— Supplied records —
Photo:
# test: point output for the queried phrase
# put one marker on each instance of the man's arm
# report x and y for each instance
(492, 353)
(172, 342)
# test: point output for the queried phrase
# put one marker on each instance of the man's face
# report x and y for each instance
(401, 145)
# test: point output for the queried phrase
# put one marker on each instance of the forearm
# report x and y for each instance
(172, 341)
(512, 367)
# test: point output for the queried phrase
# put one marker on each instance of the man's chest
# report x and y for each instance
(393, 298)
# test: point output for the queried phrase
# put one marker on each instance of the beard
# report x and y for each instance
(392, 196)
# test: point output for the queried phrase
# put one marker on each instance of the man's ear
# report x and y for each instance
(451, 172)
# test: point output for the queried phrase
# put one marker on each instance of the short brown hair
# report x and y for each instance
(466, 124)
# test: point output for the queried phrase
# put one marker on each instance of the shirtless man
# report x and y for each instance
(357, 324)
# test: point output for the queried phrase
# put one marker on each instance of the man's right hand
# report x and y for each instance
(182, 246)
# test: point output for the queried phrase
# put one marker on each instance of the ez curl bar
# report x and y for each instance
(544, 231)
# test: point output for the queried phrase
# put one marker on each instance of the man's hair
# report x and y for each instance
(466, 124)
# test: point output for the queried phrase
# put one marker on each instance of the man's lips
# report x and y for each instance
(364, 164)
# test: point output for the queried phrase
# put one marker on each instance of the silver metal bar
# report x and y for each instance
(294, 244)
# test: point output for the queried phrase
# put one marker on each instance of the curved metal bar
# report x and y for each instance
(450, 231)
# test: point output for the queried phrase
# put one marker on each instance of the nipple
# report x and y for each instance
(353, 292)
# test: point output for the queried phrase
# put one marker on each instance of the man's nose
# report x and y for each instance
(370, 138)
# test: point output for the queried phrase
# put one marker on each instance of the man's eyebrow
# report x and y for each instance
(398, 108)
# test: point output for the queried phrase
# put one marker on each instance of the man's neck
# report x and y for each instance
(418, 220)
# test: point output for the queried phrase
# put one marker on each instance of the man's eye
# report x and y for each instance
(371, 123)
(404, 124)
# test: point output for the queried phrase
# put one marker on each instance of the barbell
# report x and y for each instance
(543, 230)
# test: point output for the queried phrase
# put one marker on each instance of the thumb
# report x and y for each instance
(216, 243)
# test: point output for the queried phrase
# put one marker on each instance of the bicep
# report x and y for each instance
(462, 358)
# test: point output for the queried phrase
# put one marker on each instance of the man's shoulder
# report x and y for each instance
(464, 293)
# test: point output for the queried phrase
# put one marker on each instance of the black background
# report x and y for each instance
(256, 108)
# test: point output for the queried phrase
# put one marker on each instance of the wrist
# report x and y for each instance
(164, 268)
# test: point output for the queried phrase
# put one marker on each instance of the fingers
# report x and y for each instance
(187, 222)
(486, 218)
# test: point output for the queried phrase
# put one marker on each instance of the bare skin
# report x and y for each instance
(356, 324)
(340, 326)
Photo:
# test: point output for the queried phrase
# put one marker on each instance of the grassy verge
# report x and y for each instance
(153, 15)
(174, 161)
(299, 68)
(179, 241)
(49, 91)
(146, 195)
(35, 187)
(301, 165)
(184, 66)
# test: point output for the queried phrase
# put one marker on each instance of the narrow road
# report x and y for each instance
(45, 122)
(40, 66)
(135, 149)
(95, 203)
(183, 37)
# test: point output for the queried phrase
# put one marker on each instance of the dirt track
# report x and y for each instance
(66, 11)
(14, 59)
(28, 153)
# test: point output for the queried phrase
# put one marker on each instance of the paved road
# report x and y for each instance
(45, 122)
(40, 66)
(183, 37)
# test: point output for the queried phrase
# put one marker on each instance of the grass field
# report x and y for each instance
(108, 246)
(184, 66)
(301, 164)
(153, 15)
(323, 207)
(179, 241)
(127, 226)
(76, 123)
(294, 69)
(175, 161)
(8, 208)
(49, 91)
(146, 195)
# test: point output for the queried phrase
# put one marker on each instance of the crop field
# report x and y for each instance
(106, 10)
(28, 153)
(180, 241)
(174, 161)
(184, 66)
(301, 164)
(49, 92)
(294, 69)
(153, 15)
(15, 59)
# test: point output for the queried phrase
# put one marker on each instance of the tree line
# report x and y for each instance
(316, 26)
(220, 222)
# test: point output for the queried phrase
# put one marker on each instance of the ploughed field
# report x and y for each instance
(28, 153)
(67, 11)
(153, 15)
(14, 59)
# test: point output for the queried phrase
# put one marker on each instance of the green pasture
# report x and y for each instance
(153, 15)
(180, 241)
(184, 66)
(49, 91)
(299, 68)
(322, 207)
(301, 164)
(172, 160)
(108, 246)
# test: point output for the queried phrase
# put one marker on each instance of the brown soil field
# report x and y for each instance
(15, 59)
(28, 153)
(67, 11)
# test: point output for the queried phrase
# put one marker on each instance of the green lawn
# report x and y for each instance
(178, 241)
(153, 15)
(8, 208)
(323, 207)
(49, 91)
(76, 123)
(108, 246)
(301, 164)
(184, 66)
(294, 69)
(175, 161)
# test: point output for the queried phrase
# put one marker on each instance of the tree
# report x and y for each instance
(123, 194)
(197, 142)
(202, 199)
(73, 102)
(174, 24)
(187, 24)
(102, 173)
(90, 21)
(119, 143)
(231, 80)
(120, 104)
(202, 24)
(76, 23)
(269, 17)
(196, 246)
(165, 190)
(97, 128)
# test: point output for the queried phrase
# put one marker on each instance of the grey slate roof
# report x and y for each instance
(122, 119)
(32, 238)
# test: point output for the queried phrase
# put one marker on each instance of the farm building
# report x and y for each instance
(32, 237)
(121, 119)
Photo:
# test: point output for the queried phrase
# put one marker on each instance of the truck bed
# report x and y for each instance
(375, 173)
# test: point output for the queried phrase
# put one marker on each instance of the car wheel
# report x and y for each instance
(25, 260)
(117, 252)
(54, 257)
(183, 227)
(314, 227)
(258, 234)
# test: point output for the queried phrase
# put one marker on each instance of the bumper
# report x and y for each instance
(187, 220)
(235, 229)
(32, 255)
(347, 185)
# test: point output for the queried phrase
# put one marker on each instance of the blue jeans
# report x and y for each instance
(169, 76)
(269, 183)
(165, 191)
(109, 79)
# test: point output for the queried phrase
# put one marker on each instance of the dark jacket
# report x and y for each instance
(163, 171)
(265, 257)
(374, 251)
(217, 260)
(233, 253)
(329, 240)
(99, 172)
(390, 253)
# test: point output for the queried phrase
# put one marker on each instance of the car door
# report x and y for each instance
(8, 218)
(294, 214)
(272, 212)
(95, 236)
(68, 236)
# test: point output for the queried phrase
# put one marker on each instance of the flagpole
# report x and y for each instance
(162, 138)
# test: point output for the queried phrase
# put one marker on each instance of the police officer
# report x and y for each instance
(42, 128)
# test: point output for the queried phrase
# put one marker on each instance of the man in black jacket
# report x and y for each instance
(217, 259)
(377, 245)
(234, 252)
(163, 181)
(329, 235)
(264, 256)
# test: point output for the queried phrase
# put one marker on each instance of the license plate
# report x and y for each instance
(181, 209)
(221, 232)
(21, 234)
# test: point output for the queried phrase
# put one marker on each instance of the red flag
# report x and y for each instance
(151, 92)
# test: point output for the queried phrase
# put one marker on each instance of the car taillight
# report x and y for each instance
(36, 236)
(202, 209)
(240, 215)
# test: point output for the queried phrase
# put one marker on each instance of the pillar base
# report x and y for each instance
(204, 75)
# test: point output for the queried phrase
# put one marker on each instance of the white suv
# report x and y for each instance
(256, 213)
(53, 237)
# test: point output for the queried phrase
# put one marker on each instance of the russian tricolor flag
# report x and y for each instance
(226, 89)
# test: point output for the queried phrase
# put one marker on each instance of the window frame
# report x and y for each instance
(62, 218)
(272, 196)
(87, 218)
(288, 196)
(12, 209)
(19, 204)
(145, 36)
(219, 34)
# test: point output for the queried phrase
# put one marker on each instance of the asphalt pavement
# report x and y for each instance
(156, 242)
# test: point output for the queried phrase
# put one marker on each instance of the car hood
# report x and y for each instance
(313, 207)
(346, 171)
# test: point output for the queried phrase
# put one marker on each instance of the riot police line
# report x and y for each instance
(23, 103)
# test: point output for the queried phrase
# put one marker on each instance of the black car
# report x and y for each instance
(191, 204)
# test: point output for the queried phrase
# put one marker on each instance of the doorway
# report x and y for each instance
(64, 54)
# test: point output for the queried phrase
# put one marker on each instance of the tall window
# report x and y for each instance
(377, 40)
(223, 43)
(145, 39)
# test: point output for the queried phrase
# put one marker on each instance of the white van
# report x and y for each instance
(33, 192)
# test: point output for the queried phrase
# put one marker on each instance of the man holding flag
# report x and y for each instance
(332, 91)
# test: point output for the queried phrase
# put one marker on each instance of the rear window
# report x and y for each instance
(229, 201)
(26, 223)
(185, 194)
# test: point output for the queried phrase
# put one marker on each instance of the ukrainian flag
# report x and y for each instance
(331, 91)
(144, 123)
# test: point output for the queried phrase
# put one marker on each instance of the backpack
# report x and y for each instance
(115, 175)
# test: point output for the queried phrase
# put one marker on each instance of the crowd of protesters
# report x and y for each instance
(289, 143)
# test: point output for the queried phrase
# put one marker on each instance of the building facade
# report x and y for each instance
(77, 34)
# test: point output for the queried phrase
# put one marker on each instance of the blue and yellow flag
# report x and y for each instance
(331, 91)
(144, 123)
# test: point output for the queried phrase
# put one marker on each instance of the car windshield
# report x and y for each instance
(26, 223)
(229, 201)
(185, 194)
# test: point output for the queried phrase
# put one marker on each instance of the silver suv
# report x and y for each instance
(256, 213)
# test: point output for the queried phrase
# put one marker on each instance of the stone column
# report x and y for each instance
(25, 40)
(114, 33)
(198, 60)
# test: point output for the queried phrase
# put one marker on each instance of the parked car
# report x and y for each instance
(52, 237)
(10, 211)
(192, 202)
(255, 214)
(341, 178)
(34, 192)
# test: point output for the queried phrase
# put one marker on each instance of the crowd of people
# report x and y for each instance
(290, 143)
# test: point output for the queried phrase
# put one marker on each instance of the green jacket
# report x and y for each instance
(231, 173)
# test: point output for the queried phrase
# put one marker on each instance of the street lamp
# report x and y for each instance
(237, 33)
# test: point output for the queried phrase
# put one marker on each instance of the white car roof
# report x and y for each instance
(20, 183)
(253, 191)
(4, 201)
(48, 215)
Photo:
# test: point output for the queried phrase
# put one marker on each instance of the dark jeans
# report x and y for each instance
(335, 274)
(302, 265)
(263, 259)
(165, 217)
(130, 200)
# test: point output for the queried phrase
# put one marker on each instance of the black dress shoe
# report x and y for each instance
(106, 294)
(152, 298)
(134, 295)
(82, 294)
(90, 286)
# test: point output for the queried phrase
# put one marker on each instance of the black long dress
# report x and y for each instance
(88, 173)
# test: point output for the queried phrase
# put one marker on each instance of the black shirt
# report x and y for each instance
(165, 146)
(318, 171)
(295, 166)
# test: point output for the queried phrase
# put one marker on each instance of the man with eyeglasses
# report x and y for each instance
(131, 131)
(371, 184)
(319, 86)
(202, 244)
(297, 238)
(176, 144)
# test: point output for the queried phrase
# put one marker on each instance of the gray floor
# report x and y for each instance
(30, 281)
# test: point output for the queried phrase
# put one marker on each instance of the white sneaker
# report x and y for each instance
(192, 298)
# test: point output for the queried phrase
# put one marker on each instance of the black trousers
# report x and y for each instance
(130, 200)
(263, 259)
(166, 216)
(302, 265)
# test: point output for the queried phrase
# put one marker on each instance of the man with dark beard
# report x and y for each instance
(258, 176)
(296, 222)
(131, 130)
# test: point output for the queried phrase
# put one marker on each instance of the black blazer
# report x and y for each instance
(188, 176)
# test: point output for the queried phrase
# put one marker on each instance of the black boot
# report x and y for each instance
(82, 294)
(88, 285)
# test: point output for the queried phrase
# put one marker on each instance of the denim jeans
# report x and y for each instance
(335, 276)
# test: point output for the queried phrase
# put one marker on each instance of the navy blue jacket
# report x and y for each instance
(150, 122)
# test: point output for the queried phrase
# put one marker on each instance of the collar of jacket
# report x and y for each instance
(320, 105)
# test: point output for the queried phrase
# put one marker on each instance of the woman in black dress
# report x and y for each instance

— Problem details —
Could you write out exactly the lines above, starting at the first one and ending with the line that has "# put one marker on each instance of the man's face"?

— Exercise solution —
Photo:
# test: point output for the queried phrase
# put one marker on each instance of the man's arm
# report x and y for each instance
(492, 353)
(172, 342)
# test: point output for the queried phrase
# put one marker on each instance of the man's face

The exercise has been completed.